*** DATA FOR THIS EXERCISE ***

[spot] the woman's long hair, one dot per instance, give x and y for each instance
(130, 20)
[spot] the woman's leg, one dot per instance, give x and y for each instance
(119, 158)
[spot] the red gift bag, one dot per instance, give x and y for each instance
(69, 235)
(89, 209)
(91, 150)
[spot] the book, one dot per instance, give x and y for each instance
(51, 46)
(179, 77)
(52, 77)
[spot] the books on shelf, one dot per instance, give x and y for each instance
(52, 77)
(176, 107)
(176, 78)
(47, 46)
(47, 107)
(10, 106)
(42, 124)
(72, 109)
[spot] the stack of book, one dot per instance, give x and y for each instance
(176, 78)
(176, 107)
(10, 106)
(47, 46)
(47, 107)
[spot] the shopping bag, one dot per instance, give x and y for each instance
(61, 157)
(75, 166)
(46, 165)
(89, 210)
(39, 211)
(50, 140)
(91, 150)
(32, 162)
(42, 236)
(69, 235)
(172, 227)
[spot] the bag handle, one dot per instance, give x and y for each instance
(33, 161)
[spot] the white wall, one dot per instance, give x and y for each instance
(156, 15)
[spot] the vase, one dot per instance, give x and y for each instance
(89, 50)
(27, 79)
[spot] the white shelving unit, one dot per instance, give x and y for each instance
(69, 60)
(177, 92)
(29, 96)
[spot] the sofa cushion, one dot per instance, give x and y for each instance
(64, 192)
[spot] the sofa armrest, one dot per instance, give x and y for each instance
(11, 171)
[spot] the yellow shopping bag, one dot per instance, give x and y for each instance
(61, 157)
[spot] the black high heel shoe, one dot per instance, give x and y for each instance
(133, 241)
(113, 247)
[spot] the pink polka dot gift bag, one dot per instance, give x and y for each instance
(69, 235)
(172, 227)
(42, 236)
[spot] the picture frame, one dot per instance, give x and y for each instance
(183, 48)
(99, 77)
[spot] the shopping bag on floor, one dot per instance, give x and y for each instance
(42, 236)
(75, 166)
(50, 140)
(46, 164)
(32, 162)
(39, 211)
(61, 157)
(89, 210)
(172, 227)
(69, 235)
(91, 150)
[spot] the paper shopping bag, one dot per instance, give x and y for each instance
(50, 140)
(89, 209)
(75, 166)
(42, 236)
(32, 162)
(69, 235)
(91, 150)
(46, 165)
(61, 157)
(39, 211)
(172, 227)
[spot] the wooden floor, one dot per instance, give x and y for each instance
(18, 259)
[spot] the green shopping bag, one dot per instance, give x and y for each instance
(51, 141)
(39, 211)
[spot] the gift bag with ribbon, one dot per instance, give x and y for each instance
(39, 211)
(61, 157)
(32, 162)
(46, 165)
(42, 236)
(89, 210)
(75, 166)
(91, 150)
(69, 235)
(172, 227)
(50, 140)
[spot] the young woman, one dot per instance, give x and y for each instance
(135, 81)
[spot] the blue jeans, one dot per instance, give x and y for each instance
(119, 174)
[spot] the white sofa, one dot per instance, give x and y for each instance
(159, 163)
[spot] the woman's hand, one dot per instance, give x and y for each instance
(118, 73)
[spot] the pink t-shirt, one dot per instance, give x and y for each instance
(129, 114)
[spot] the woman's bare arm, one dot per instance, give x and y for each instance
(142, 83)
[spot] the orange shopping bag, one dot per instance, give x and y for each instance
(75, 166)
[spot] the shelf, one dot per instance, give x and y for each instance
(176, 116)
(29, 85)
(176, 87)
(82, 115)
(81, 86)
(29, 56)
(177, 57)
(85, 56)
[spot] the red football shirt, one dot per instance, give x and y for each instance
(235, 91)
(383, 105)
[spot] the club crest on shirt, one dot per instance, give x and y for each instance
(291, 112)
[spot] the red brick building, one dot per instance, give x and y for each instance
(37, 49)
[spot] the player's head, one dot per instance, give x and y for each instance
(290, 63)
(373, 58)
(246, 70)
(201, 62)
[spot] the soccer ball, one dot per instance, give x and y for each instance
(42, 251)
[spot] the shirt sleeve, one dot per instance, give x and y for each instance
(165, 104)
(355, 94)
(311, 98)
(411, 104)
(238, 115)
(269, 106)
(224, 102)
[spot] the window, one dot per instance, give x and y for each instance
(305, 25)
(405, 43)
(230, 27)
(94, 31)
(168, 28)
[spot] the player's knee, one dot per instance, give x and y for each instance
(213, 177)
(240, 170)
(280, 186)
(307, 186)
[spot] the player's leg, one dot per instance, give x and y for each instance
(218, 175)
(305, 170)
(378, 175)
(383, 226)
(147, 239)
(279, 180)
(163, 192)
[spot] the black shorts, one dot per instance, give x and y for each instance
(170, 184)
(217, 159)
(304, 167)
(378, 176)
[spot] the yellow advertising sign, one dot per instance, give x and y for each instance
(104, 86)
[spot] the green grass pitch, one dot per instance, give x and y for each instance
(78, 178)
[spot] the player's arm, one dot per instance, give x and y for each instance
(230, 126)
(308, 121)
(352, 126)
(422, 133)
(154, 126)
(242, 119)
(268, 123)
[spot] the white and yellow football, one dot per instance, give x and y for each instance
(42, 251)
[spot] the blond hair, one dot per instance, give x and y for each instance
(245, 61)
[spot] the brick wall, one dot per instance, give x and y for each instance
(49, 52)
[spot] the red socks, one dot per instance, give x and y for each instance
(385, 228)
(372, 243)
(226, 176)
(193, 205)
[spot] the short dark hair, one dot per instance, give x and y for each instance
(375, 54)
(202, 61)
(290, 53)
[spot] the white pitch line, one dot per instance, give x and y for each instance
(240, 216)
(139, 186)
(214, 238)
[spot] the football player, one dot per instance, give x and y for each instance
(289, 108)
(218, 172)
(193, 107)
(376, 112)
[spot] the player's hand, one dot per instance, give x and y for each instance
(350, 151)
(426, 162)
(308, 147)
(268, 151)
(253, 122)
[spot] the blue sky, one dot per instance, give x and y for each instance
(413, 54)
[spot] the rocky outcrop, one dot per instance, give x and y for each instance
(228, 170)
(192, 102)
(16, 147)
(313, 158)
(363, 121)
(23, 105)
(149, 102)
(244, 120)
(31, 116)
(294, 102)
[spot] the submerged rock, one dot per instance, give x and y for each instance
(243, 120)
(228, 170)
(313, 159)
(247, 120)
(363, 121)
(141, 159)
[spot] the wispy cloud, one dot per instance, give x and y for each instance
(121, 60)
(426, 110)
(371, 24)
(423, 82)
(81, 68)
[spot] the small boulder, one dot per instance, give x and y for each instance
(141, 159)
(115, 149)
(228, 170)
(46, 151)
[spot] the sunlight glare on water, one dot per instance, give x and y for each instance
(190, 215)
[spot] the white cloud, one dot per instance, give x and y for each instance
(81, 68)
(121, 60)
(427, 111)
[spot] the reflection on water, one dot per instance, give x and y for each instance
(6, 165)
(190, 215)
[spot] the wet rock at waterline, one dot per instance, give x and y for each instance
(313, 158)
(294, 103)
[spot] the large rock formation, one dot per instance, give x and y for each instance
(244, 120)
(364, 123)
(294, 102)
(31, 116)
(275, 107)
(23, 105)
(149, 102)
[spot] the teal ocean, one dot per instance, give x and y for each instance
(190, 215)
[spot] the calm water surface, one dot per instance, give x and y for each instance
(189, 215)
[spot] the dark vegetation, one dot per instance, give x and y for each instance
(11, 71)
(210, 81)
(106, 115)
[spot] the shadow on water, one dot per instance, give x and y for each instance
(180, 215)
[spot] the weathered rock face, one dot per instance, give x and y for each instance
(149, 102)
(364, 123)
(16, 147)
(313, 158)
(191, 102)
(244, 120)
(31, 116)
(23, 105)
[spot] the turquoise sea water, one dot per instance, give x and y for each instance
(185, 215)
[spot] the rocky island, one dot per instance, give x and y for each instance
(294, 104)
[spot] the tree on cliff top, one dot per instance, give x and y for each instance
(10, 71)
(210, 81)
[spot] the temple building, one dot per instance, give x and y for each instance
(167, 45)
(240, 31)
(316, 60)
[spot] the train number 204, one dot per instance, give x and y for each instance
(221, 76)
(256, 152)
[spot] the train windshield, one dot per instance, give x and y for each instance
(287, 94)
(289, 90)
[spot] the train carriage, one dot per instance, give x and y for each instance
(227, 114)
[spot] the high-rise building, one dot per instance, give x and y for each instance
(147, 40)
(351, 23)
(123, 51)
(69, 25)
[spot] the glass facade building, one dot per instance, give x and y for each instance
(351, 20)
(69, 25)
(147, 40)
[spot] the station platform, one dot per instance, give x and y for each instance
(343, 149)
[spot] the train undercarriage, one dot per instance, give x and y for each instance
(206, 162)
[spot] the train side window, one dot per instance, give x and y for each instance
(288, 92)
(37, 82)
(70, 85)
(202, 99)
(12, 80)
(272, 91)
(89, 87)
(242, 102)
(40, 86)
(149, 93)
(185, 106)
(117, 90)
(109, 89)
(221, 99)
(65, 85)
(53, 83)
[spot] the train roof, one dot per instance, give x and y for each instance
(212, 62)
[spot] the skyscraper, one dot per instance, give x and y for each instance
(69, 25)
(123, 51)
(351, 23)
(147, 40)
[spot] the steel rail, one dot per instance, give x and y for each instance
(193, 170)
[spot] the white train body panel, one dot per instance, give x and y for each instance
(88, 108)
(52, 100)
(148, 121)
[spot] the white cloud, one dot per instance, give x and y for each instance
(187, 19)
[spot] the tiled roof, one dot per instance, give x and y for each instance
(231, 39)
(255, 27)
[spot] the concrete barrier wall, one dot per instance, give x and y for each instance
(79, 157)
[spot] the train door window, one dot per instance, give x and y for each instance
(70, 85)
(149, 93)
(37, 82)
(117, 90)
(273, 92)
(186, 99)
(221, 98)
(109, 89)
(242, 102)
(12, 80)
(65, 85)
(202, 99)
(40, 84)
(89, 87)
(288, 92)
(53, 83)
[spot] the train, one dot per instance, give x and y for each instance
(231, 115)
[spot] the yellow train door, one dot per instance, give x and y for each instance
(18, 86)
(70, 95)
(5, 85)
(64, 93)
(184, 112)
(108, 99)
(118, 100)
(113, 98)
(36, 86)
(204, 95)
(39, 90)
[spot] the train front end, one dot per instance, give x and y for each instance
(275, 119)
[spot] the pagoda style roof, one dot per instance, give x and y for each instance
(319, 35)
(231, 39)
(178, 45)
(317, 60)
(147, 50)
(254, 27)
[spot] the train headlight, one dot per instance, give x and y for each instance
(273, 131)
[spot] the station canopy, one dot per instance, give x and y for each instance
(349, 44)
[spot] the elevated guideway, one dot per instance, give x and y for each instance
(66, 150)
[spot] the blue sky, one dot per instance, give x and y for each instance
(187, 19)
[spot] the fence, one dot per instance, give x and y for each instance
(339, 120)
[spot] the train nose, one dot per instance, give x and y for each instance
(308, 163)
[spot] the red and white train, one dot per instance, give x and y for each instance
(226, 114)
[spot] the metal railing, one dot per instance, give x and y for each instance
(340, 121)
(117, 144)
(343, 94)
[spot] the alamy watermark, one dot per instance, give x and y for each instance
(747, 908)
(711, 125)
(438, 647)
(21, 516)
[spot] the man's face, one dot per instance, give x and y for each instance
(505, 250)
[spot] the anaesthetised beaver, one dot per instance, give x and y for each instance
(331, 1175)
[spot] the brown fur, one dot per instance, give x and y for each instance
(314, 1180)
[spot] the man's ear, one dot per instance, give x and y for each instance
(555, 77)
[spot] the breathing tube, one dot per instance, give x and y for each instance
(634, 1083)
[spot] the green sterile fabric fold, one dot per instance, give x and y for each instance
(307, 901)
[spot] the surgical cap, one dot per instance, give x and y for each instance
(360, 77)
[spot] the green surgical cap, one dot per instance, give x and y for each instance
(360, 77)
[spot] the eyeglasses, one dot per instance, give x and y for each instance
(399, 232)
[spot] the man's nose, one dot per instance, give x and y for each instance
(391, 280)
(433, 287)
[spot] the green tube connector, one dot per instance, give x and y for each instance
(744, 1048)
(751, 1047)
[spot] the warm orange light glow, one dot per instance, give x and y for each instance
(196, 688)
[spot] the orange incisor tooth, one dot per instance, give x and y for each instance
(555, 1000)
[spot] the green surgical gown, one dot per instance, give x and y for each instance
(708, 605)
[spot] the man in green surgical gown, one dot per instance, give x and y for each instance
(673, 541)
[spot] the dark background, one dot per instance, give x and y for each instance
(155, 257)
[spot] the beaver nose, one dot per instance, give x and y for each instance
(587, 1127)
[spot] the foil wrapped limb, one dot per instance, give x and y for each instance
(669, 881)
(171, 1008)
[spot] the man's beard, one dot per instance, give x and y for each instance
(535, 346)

***

_WHAT YOU SHOULD DO_:
Give back, word for word, the lines of the records that run from the one holding "[spot] the warm" to the very last.

_RESPONSE FOR THIS EXERCISE_:
[spot] the warm orange light glow, one dot per instance, give x and y for each instance
(196, 688)
[spot] the orange incisor tooth, one dot per instance, give x and y for each instance
(555, 1000)
[spot] the green surgical gown, one dot per instance, give x and y for each instance
(708, 605)
[spot] the man in green surgical gown, one dot per instance, give x and y for each instance
(673, 541)
[spot] the dark background, one dot per instance, give x and y for each instance
(155, 257)
[spot] the beaver nose, one dot per instance, give x and y for each instance
(587, 1127)
[spot] the foil wrapped limb, one dot per instance, give x and y for each instance
(669, 881)
(171, 1008)
[spot] the man's beard, one dot per instance, give x and y for each instance
(535, 346)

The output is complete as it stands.